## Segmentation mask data
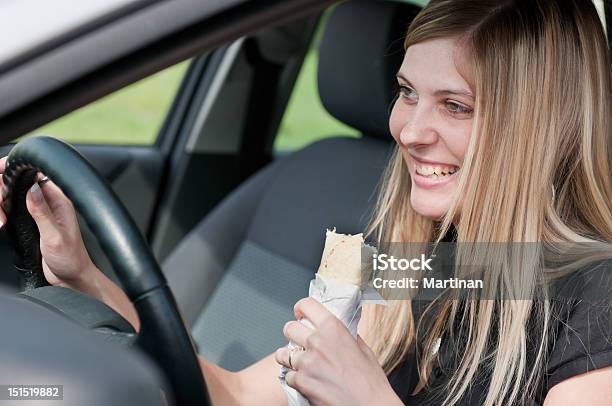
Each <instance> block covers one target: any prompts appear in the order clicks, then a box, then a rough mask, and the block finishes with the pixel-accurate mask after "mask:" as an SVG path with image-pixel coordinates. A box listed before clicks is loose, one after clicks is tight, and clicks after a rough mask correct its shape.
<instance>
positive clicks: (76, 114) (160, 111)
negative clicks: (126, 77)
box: [31, 62, 188, 145]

## Assignment
Repeat the records above word for word. Pictures stay out of the copy.

## Solution below
Each <instance> block covers one target: any prompts appear in the order clicks, then a box, then a rough mask, and the block finishes with the pixel-accurate mask after "mask:" as an SVG path with image-pixel coordinates. A box listed before clicks is loose, one after clicks is tight, and clicks after a rough mask correct its shape.
<instance>
positive clicks: (76, 114) (160, 111)
negative clicks: (126, 77)
box: [31, 62, 188, 145]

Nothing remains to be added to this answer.